→ **Exercise objective**: Put the part of the records that opens with the line containing "I would be grateful for your help with the gray" and runs through the end of the records into a numbered list, leaving out blank lines.

→ **Excerpted records**:

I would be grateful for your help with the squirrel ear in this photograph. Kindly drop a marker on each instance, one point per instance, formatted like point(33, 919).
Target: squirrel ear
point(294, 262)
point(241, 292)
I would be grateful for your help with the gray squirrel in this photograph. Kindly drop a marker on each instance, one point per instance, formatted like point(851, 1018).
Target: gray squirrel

→ **Solution to this task**:
1. I would be grateful for your help with the gray squirrel in this photograph. Kindly drop a marker on each instance, one point per instance, formatted like point(851, 1018).
2. Target: gray squirrel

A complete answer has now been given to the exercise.